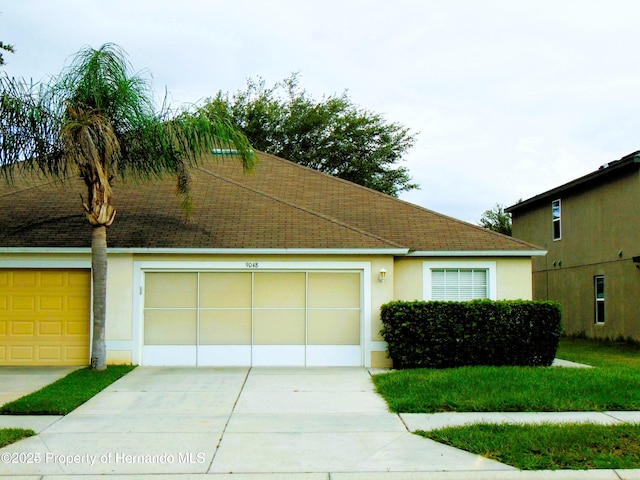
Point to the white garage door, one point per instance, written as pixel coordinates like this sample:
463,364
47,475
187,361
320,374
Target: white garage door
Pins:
252,318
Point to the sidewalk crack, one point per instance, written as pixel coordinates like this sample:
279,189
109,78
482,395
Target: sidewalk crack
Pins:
226,424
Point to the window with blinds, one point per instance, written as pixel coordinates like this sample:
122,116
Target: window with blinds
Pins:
459,284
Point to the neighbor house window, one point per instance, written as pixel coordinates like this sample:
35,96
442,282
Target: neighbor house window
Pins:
459,281
555,219
599,300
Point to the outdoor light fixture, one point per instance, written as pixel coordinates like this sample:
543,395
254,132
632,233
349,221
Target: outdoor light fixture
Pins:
382,275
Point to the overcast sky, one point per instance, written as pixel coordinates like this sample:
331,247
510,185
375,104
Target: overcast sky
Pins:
508,98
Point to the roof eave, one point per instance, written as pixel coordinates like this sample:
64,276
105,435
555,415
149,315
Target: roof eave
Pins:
632,160
477,253
213,251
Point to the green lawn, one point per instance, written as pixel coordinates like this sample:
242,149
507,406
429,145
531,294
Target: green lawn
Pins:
600,354
10,435
548,447
66,394
612,385
510,389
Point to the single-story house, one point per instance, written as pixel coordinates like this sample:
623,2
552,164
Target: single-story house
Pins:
282,266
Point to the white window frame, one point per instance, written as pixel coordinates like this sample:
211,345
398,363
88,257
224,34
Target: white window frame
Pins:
555,220
490,266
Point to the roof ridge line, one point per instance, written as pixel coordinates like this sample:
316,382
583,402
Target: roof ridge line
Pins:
44,181
298,207
389,197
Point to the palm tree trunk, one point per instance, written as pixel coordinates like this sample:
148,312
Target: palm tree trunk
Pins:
99,277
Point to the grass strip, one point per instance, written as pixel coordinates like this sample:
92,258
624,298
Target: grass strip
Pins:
548,447
66,394
11,435
510,389
600,353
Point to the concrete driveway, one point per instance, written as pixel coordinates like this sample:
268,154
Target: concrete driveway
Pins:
286,422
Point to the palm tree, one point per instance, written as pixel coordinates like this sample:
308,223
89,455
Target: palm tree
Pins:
98,121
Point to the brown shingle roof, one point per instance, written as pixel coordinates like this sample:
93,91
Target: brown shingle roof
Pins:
280,205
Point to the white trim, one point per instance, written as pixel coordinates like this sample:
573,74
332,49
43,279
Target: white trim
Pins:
334,356
44,263
216,251
378,346
286,251
224,355
169,355
119,344
429,265
477,253
45,250
139,267
278,355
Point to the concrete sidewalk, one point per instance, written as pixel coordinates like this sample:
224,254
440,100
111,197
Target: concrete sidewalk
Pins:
260,423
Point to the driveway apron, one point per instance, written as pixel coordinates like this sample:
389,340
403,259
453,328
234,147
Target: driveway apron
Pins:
233,420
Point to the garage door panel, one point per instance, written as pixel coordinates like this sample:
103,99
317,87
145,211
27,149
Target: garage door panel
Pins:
77,328
22,328
334,290
253,318
55,304
225,327
279,290
225,290
78,304
23,303
21,353
170,327
279,327
51,328
171,290
49,353
334,327
23,279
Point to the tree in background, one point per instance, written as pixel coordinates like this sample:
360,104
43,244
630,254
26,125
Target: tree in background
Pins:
497,220
6,48
333,135
97,121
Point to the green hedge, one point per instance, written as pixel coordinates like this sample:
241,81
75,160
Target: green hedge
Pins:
479,332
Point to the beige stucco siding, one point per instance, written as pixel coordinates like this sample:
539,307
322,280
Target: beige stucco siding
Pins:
514,279
404,280
120,298
513,276
600,227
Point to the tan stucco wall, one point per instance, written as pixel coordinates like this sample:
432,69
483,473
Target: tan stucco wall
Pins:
600,231
119,297
513,277
408,279
403,282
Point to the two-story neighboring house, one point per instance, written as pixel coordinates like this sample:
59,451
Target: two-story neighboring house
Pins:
591,230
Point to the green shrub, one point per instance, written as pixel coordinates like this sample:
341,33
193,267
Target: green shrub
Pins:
479,332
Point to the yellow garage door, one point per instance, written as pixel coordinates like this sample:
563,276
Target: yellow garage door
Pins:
44,317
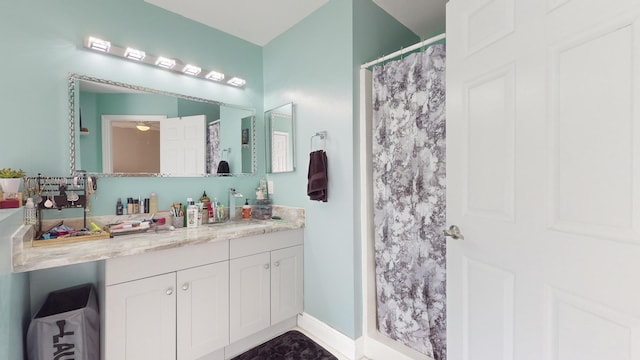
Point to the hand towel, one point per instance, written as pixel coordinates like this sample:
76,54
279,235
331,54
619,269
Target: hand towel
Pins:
223,168
317,176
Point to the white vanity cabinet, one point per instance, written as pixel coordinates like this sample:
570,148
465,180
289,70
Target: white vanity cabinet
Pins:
266,281
206,301
140,321
181,314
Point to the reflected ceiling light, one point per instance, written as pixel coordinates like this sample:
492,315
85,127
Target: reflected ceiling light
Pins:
134,54
236,81
215,76
165,63
191,70
143,127
98,44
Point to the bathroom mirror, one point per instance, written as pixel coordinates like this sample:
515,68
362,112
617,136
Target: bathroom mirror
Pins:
280,139
118,129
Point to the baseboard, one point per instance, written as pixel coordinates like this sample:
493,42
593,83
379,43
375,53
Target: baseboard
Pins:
365,347
349,349
258,338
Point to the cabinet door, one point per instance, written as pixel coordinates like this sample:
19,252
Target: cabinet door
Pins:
140,319
286,283
249,295
203,310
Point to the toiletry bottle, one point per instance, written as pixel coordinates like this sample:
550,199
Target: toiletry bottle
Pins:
200,207
206,205
30,212
119,207
153,203
246,210
192,214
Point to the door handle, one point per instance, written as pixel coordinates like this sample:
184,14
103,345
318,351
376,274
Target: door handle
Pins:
454,233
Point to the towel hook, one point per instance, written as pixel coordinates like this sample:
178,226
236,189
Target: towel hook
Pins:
323,136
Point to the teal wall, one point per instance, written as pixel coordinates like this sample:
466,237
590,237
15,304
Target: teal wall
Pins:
315,65
14,292
43,45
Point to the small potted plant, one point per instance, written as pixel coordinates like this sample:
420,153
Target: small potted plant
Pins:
10,181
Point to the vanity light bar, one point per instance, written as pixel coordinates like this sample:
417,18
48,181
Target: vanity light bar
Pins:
134,54
236,81
215,76
166,63
191,70
98,44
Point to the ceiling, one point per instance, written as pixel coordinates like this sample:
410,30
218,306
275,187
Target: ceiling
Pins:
261,21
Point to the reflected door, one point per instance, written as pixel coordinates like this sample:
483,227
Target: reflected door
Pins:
182,145
543,169
279,151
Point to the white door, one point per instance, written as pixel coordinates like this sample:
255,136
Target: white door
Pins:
203,310
140,319
543,153
286,283
249,295
182,145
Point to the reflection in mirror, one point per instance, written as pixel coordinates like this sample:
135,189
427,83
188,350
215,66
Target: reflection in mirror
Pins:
125,130
280,139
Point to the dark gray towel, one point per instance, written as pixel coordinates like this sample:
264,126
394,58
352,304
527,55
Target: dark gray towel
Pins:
317,176
223,167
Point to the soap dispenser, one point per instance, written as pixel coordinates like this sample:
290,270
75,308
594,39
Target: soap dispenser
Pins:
192,214
246,210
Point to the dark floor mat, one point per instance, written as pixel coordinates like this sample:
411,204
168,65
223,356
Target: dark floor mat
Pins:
292,345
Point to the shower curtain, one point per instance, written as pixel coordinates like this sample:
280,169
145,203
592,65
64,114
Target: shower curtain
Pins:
409,199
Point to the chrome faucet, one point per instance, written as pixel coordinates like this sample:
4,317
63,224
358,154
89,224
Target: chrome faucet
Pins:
233,194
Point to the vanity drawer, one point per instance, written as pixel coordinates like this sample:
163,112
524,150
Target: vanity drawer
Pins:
251,245
128,268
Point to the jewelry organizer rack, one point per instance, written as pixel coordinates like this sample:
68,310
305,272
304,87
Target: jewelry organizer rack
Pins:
59,193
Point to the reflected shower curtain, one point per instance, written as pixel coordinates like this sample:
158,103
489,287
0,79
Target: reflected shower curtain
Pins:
213,147
409,199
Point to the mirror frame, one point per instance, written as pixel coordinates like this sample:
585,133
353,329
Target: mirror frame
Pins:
268,129
74,78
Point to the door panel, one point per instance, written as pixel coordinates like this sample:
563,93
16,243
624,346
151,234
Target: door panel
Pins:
543,143
286,283
249,295
141,319
182,145
203,310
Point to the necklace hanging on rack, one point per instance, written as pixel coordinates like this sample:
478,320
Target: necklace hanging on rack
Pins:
38,198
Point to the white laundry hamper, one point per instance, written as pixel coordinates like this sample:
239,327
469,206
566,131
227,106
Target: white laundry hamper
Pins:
66,327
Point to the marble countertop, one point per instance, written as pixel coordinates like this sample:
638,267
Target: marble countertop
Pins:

- [Exercise objective] Repeat, word for word and with no pictures, only the lines running from the beginning of the data to the line that contains "Target: overcast sky".

- [Result]
Point to the white garage door, one point per instance, written as pixel coordinates like this sample:
463,364
47,475
187,361
320,374
Target: white garage door
Pins:
252,318
Point to the sidewalk crack, one point per instance, written as pixel coordinates like this sample:
279,189
109,78
482,395
Target: sidewalk crack
Pins:
226,424
Point to the window with blinds, one point per instance, written as pixel coordinates like this sample:
122,116
Target: window with blinds
Pins:
459,284
Point to the neighbor house window, one point per instance, written as pixel coordinates like this sample:
35,96
442,282
Target: neighbor house window
Pins:
459,281
555,219
599,300
Point to the outdoor light fixture, one point per instance, written as pixel coordinates like this sample:
543,395
254,132
632,233
349,221
Target: outdoor light fixture
Pins:
382,275
Point to the overcast sky, one point per instance, written as pixel coordinates like this sample:
331,247
510,185
375,104
Target: overcast sky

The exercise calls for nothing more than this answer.